### [Aim 1]
Answer these questions using the announcement for the Africa exhibition:
(a) Where is the exhibition held?
(b) When does the opening ceremony begin?
(c) According to the book by Dipo Faloyin, how many countries make up Africa?
### [Aim 2]
Resume the announcement for the Africa exhibition, picking up after its last sentence.
** start of Excerpt to read **
THE TRUE SIZE OF AFRICA
THE TRUE SIZE OF AFRICA
THE TRUE SIZE OF AFRICA
November 9th 2024 – August 17th 2025
World Heritage Site Völklinger Hütte
Press conference: Thursday, 7 November 2024, 11.00 a.m.
Opening ceremony: Friday, 8 November 2024, 6.30 p.m.
“Here rests in God my dear n***, Chim Bebe, deceased 1912 at the age of 26 years.” This epitaph on the gravestone of a man born in the West African colony of Togo at the old cemetery in Saarlouis illustrates just how close Africa is to Germany, even here in Saarland. Although North Africa already served as the breadbasket to the Roman Empire, the size of the African continent as a whole has been systematically underrepresented on world maps since the time of Mercator. To this day, its geographical scale and global historical significance have been underestimated, despite its prehistoric role as the cradle of humanity. In his book Africa Is Not a Country, Dipo Faloyin writes that the key thing to remember about Africa is that it is a continent made up of 54 culturally and geographically diverse countries.
** end of Excerpt to read **
** start of Data section **
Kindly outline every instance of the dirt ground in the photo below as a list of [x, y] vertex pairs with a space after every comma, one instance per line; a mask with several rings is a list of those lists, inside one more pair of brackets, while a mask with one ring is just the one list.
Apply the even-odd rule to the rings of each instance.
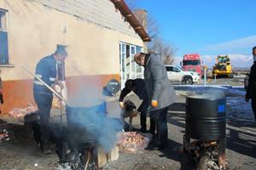
[[[185, 125], [186, 91], [179, 90], [177, 94], [177, 102], [170, 108], [167, 116], [168, 149], [164, 152], [158, 150], [145, 150], [135, 154], [119, 152], [119, 159], [108, 162], [104, 170], [180, 169], [183, 156], [180, 150], [183, 148]], [[136, 99], [136, 97], [131, 96], [131, 99]], [[117, 100], [108, 104], [108, 110], [110, 116], [119, 115]], [[136, 128], [140, 128], [139, 116], [135, 118], [133, 125]], [[227, 91], [226, 125], [228, 169], [255, 169], [256, 123], [250, 105], [244, 101], [242, 90]], [[56, 154], [41, 153], [33, 140], [32, 131], [29, 126], [7, 124], [0, 121], [0, 129], [7, 129], [10, 136], [10, 140], [0, 143], [0, 169], [63, 169], [58, 165]]]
** end of Data section **
### [Exercise response 1]
(a) At the World Heritage Site Völklinger Hütte.
(b) At 6.30 p.m. on Friday, 8 November 2024.
(c) 54.

### [Exercise response 2]
THE TRUE SIZE OF AFRICA aims to take a different artistic and cultural approach to this huge continent through continual shifts of perspective and a multitude of curatorial voices. A “museum of memorability” will reflect on Africa’s past and present from the perspective of Europe as a colonial power. By contrast, artists from DR Congo and Namibia cast their gaze on private European collections of African sculptures and objects and curate them between the machines and flywheels of the blower hall. The guiding principle is to reverse the traditional perspective – here, Europe’s dark industrial modernity now meets the diverse, luminous culture of Africa. Major artworks from recent decades are paired with sound and spatial installations created especially for the exhibition. This generates a dense network of impressions and modes of perception that, ideally, enables a sustained and multi-layered encounter with THE TRUE SIZE OF AFRICA in its past, present and future.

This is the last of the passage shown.